- PASSAGE FOR REVIEW
--- START ---

Astbury, meanwhile, moved to Leeds in 1928, where he also began working on amino acids and proteins. Describing his unsuccessful attempts to obtain well-ordered X-ray diffraction patterns from crystals of the protein pepsin, he wondered whether Bernal could help obtain crystals of other proteins. A friend of Bernal's named Glenn Millikan had happened to visit a lab in Uppsala, Sweden, where large pepsin crystals had been obtained, and he brought some of the crystals, still in their mother-liquor, back to Cambridge.
Bernal and Dorothy Crowfoot (later Hodgkin) obtained patterns of the dry crystals, as Astbury had, and with similarly disappointing results. But when Bernal observed the crystals in a light microscope, he noticed that as the large amount of water in the crystal lattice evaporated, they became disordered. They repeated the X-ray experiment, but with the crystal surrounded by its mother-liquor and sealed in a glass capillary, obtaining patterns with large numbers of crystalline reflections.
The results of this first defining moment in protein crystallography were published as a letter in Nature in 1934. Having deduced the presence of polypeptide chains, Astbury continued to pursue his pioneering studies of their configurations in fibrous proteins. He also obtained the first X-ray patterns of partially oriented samples of DNA.

--- END ---

- RECORDED INFORMATION

--- START ---

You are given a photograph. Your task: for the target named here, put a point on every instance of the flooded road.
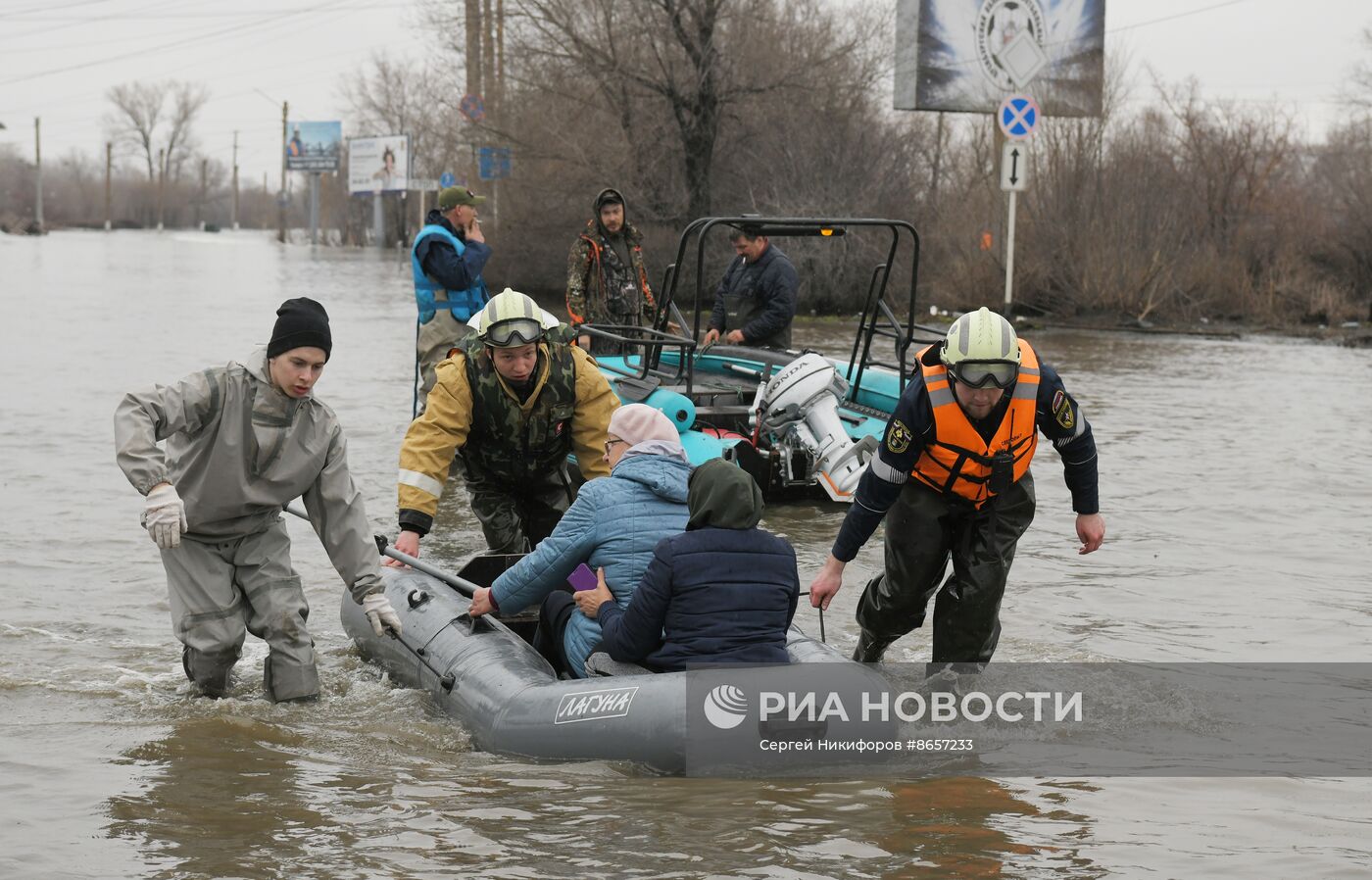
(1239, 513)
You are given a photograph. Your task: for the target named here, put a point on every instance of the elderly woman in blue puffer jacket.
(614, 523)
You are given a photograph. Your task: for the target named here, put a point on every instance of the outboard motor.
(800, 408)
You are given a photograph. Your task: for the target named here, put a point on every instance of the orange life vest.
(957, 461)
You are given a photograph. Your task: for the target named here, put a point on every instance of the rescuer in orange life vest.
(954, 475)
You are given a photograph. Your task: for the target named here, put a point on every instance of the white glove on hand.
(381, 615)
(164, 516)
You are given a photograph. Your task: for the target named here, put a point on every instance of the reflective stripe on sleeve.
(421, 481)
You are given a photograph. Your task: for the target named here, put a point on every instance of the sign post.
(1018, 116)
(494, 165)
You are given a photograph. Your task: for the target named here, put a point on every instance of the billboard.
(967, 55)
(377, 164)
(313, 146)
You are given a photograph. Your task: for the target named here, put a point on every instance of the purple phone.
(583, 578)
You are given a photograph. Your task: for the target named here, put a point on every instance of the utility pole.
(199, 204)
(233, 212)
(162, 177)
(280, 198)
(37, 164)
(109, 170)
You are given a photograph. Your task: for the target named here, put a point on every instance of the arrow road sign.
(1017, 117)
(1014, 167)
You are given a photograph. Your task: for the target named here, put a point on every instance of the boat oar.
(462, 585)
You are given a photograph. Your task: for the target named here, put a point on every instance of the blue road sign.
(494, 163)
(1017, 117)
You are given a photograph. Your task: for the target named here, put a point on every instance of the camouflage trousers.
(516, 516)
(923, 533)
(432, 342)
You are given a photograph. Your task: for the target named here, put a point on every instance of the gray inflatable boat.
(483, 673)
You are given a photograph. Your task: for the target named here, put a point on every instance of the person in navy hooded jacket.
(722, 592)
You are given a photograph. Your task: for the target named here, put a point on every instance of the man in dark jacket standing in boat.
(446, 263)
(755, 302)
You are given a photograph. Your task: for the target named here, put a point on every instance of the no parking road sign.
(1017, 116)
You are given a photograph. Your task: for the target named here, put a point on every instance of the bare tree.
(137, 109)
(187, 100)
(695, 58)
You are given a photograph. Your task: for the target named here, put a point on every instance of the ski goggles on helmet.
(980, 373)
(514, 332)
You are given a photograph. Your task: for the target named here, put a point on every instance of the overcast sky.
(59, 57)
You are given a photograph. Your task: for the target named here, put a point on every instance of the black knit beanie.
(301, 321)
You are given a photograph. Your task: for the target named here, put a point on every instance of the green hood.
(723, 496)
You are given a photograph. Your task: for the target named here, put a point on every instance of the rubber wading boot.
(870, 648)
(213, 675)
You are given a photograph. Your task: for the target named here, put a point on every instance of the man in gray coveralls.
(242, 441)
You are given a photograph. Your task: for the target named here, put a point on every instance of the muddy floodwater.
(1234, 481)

--- END ---
--- START ---

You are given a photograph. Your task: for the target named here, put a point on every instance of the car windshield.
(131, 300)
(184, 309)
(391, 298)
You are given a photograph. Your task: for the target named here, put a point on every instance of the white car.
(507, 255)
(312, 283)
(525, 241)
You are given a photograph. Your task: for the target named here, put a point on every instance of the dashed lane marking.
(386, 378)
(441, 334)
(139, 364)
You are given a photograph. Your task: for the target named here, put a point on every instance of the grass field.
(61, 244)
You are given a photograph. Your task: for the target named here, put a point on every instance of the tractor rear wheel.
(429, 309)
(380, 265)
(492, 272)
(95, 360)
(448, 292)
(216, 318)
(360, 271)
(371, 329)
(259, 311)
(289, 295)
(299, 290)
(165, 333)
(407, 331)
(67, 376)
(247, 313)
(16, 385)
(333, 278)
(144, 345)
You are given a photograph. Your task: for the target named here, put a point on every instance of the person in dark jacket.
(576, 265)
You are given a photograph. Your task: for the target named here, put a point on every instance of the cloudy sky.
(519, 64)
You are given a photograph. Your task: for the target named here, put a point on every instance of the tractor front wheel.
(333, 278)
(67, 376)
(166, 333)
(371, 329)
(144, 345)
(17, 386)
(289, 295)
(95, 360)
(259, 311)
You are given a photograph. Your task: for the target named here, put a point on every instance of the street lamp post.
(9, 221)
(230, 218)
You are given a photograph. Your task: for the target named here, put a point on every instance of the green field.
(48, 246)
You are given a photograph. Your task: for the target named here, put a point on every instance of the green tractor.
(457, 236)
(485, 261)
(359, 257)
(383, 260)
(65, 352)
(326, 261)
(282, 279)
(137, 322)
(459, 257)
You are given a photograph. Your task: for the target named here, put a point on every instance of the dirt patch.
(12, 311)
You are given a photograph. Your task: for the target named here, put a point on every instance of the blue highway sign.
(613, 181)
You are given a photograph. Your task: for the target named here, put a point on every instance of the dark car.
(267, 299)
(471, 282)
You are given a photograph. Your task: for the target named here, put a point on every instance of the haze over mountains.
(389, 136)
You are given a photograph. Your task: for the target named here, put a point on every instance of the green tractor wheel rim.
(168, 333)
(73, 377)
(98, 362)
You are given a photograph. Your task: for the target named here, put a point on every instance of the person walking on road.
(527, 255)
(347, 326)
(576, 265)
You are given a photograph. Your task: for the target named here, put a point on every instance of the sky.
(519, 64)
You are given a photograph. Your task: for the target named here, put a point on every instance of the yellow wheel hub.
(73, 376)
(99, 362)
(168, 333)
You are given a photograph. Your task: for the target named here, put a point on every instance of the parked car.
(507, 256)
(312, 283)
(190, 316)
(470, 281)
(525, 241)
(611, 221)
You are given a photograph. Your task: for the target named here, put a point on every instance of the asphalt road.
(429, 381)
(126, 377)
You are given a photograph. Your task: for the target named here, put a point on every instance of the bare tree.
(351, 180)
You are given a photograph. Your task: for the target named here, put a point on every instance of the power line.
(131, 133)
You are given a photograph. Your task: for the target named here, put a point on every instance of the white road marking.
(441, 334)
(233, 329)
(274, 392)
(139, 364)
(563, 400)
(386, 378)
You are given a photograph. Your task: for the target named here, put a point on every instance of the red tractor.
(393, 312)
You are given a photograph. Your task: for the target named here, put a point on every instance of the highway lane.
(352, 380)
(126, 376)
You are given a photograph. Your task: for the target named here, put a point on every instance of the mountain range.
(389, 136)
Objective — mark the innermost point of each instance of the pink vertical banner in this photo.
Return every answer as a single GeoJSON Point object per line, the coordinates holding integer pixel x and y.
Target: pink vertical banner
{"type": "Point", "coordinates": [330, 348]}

--- END ---

- REQUIREMENT
Repeat, word for word, the portion of the passage on early protein crystallography that begins with the words containing "Bernal and Dorothy" and ends with "samples of DNA.". The items come from a source unrelated to the passage on early protein crystallography.

- OUTPUT FOR THIS EXERCISE
Bernal and Dorothy Crowfoot (later Hodgkin) obtained patterns of the dry crystals, as Astbury had, and with similarly disappointing results. But when Bernal observed the crystals in a light microscope, he noticed that as the large amount of water in the crystal lattice evaporated, they became disordered. They repeated the X-ray experiment, but with the crystal surrounded by its mother-liquor and sealed in a glass capillary, obtaining patterns with large numbers of crystalline reflections.
The results of this first defining moment in protein crystallography were published as a letter in Nature in 1934. Having deduced the presence of polypeptide chains, Astbury continued to pursue his pioneering studies of their configurations in fibrous proteins. He also obtained the first X-ray patterns of partially oriented samples of DNA.